Problem statement :: Render every line of the items below as a Markdown table with a "Row" column giving the row number and a "Line" column holding the line itself. Omit blank lines and leave the pictures out.

Extracted records ::
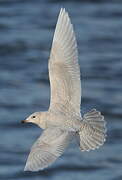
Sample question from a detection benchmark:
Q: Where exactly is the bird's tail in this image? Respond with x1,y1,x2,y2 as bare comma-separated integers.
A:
79,109,106,151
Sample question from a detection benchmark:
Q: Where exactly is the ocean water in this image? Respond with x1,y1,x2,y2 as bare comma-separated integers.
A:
0,0,122,180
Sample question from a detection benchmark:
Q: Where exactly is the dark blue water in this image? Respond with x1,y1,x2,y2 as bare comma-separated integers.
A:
0,0,122,180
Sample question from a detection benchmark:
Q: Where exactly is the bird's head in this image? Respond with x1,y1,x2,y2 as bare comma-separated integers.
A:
21,112,45,129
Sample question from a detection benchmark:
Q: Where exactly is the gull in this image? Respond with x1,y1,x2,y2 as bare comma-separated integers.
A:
22,8,106,171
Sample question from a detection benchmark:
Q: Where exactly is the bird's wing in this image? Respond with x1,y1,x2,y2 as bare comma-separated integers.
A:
24,128,72,171
49,9,81,113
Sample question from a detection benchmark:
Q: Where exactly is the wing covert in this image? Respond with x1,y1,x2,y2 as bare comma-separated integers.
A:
49,9,81,113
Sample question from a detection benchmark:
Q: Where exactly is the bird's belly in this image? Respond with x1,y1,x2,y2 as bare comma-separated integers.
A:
47,116,81,131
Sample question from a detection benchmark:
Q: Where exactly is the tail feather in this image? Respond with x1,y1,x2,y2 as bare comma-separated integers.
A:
79,109,106,151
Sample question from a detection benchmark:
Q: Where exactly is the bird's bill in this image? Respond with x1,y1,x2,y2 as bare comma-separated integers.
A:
21,119,27,123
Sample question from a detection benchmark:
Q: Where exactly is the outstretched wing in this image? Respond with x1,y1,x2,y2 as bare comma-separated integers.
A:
49,9,81,113
24,128,72,171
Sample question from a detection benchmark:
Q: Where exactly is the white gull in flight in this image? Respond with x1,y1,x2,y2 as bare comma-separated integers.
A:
22,8,106,171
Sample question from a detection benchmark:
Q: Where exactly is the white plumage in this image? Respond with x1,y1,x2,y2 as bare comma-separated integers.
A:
23,9,106,171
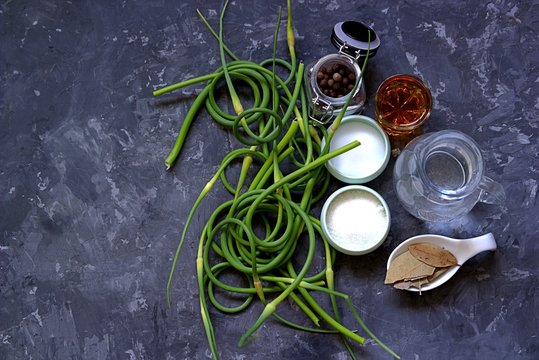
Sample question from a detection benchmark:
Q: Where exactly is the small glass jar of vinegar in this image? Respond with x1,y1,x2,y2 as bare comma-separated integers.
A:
305,21,380,124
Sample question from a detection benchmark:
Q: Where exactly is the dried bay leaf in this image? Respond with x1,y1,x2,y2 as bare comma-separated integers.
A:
408,243,458,267
393,275,432,290
384,251,436,284
427,267,449,282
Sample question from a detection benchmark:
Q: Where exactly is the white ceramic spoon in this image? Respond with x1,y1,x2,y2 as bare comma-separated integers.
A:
387,233,496,292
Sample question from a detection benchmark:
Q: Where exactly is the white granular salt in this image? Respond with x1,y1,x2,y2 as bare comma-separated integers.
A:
326,190,388,251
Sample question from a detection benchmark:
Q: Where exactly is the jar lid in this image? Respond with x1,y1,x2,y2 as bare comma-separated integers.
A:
331,21,380,60
322,115,391,184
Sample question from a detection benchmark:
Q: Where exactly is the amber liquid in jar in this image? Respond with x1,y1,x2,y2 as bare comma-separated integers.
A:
375,75,432,134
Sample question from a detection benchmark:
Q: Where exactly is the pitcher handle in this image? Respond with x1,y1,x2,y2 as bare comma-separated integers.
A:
479,176,505,205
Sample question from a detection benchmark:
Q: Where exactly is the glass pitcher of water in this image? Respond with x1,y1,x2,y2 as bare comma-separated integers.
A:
393,130,505,221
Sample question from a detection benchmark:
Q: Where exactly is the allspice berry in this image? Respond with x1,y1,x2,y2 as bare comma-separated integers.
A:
316,63,356,98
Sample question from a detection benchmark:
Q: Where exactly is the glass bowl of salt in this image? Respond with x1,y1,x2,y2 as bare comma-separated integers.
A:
320,185,391,255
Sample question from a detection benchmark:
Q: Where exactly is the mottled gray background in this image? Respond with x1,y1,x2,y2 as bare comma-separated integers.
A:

The response ::
| Row | Line |
|---|---|
| 1 | Sample question from a detection benchmark: |
| 2 | Q: Where exactly is the bird's tail in this image? Respond with x1,y1,x2,y2 as bare comma-separated integers. |
| 3 | A: |
| 4 | 79,109,106,151 |
| 5 | Sample question from a detection benchmark: |
| 6 | Q: Where exactly is the ocean water in this image? Respond with x1,y1,x2,y2 as bare comma-separated integers. |
| 7 | A: |
| 8 | 0,0,122,180 |
| 9 | Sample question from a detection benchmark: |
| 10 | Q: Where exactly is the dark blue water in this image? Respond with x1,y1,x2,y2 as bare comma-separated integers. |
| 11 | A: |
| 12 | 0,0,122,180 |
| 13 | Sample question from a detection benchmark: |
| 14 | Q: Where exactly is the bird's head in this image? Respond with x1,y1,x2,y2 as bare comma-separated integers. |
| 15 | A: |
| 16 | 21,112,45,129 |
| 17 | Sample question from a detection benchmark: |
| 18 | Q: Where exactly is the gull in this image? Respond with x1,y1,x2,y2 as bare comma-separated integers. |
| 19 | A: |
| 20 | 22,8,106,171 |
| 21 | Sample question from a detection benchmark: |
| 22 | Q: Where exactly is the bird's wing in this image? Respond with x1,y1,x2,y2 as bare comma-separated integers. |
| 23 | A: |
| 24 | 24,128,72,171 |
| 25 | 49,9,81,113 |
| 26 | Sample question from a detection benchmark: |
| 27 | Q: Where exactly is the wing covert in this image? Respond with x1,y1,x2,y2 as bare comma-separated integers. |
| 28 | A: |
| 29 | 49,9,81,113 |
| 30 | Sample question from a detection benchmark: |
| 31 | Q: Where exactly is the bird's belly in this image? Respond with x1,y1,x2,y2 as bare comma-separated integers. |
| 32 | A: |
| 33 | 47,116,81,131 |
| 34 | Sample question from a detection benchmark: |
| 35 | Q: Where exactly is the tail feather in this image? Respond with x1,y1,x2,y2 as bare comma-separated integers. |
| 36 | A: |
| 37 | 79,109,106,151 |
| 38 | Sample question from a detection benchmark: |
| 39 | Q: Where exactly is the bird's bill in this image? Respond with x1,y1,x2,y2 as bare comma-separated integers. |
| 40 | A: |
| 41 | 21,119,27,123 |
| 42 | Sample question from a detection benchmark: |
| 43 | Q: Where exactly is the outstretched wing in this image? Respond with x1,y1,x2,y2 as bare comma-separated integers. |
| 44 | A: |
| 45 | 49,9,81,113 |
| 46 | 24,128,72,171 |
| 47 | Sample question from a detection benchmark: |
| 48 | Q: Where exactly is the white gull in flight in this image? Respond with x1,y1,x2,y2 as bare comma-separated integers. |
| 49 | A: |
| 50 | 22,8,106,171 |
| 51 | Sample question from a detection benchmark: |
| 52 | Q: Where exactly is the white plumage in this image? Respond with x1,y1,x2,y2 as bare comma-separated integers. |
| 53 | A: |
| 54 | 23,9,106,171 |
| 55 | Sample question from a detection benchmark: |
| 56 | Q: Where exactly is the small glass jar of vinegar in this image? Respond with x1,y1,x2,y2 as bare comma-separated integers. |
| 57 | A: |
| 58 | 305,21,380,124 |
| 59 | Sample question from a detection benchmark: |
| 60 | Q: Where exactly is the dried bay leaf in this image? Respond with x1,y1,x2,y2 as bare comma-separated integers. |
| 61 | A: |
| 62 | 408,243,458,267 |
| 63 | 393,275,432,290 |
| 64 | 384,251,436,284 |
| 65 | 427,267,449,282 |
| 66 | Sample question from a detection benchmark: |
| 67 | Q: Where exactly is the white ceramic spoon in this image? Respond with x1,y1,x2,y2 as bare comma-separated integers. |
| 68 | A: |
| 69 | 387,233,496,292 |
| 70 | Sample question from a detection benchmark: |
| 71 | Q: Where exactly is the white granular salt in this image? Respond with x1,y1,x2,y2 as bare comma-separated integers. |
| 72 | A: |
| 73 | 326,190,388,251 |
| 74 | Sample question from a detection benchmark: |
| 75 | Q: Where exactly is the jar lid in this image? Respond with x1,y1,x2,y2 as bare comma-separated integers. |
| 76 | A: |
| 77 | 331,21,380,60 |
| 78 | 322,115,391,184 |
| 79 | Sample question from a detection benchmark: |
| 80 | Q: Where exactly is the amber liquid in jar in this image? Respond with x1,y1,x2,y2 as bare comma-separated integers. |
| 81 | A: |
| 82 | 375,75,432,134 |
| 83 | Sample question from a detection benchmark: |
| 84 | Q: Where exactly is the pitcher handle in this image? Respond with x1,y1,x2,y2 as bare comma-separated integers. |
| 85 | A: |
| 86 | 479,176,505,205 |
| 87 | Sample question from a detection benchmark: |
| 88 | Q: Where exactly is the glass pitcher of water in this image? Respond with x1,y1,x2,y2 as bare comma-separated integers. |
| 89 | A: |
| 90 | 393,130,505,221 |
| 91 | Sample question from a detection benchmark: |
| 92 | Q: Where exactly is the allspice berry in this image? Respond with x1,y1,x2,y2 as bare comma-separated integers. |
| 93 | A: |
| 94 | 316,63,356,98 |
| 95 | Sample question from a detection benchmark: |
| 96 | Q: Where exactly is the glass bowl of salt in this image? Respond with x1,y1,x2,y2 as bare comma-separated integers. |
| 97 | A: |
| 98 | 320,185,391,255 |
| 99 | Sample question from a detection benchmark: |
| 100 | Q: Where exactly is the mottled gray background in this image? Respond with x1,y1,x2,y2 as bare comma-separated integers. |
| 101 | A: |